**Prompt**
Copy out all of the material below, replacing every "Ground" with "Locate" and changing nothing else.

------------------------------------------------

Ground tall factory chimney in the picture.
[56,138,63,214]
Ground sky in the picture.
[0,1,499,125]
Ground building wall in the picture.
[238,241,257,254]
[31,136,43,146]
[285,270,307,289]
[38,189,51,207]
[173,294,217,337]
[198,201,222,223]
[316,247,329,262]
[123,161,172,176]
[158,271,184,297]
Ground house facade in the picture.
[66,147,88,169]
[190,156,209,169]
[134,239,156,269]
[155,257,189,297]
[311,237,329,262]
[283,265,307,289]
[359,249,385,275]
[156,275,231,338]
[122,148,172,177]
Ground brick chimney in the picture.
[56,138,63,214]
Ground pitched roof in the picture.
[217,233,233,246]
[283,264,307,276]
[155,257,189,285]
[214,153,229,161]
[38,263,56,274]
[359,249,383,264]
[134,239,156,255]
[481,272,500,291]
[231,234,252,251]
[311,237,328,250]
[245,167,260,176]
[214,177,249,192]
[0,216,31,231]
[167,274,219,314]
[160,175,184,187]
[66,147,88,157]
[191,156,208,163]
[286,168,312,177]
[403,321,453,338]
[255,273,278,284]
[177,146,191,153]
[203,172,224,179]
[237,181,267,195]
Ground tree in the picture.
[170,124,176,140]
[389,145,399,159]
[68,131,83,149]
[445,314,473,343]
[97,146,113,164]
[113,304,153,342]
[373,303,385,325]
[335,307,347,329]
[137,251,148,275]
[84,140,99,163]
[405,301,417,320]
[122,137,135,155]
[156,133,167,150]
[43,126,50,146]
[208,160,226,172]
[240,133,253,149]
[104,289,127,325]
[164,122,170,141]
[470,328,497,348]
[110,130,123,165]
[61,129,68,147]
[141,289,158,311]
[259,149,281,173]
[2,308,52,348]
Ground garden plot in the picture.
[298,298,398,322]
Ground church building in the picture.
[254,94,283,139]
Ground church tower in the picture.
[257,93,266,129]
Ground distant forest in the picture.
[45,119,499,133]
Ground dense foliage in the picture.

------------------------------------------------

**Written response**
Locate tall factory chimney in the picture.
[56,138,63,214]
Locate sky in the picture.
[0,1,499,125]
Locate building wall in the picture.
[238,241,257,254]
[31,136,43,146]
[285,270,307,289]
[38,189,51,207]
[173,294,217,337]
[198,201,222,223]
[316,247,329,262]
[123,161,172,176]
[158,271,184,297]
Locate house facade in the picture.
[66,147,88,169]
[190,156,209,169]
[134,239,156,269]
[155,257,189,297]
[311,237,329,262]
[283,265,307,289]
[359,249,385,275]
[156,275,231,338]
[122,148,172,177]
Locate brick chimney in the picture.
[56,138,63,214]
Locate pitched roof in the picture.
[217,233,233,246]
[283,264,307,276]
[155,257,189,285]
[214,153,229,161]
[38,263,56,274]
[359,249,383,264]
[134,239,156,255]
[481,272,500,291]
[231,234,252,251]
[311,237,328,250]
[245,167,260,176]
[214,177,249,192]
[0,216,31,231]
[167,274,219,314]
[160,175,184,187]
[66,147,88,157]
[191,156,208,163]
[286,168,312,177]
[403,321,453,338]
[255,273,278,284]
[177,146,191,153]
[203,172,224,179]
[237,181,267,195]
Locate tree in the picture.
[170,124,176,140]
[389,145,399,159]
[68,131,83,149]
[445,314,473,343]
[97,146,113,164]
[113,304,153,342]
[373,303,385,325]
[335,307,347,329]
[137,251,148,275]
[84,140,99,163]
[405,301,417,320]
[122,137,135,155]
[156,133,167,150]
[43,126,50,146]
[208,160,226,172]
[240,133,253,149]
[104,289,127,325]
[164,122,170,141]
[470,328,497,348]
[110,130,123,165]
[61,129,68,147]
[141,289,158,311]
[259,149,281,173]
[2,308,52,348]
Locate garden plot in the picture.
[298,298,398,322]
Locate church building in the picture.
[254,94,283,139]
Locate church tower in the picture.
[257,93,266,129]
Locate distant forest in the picture.
[45,119,499,133]
Locate dense foliage in the picture.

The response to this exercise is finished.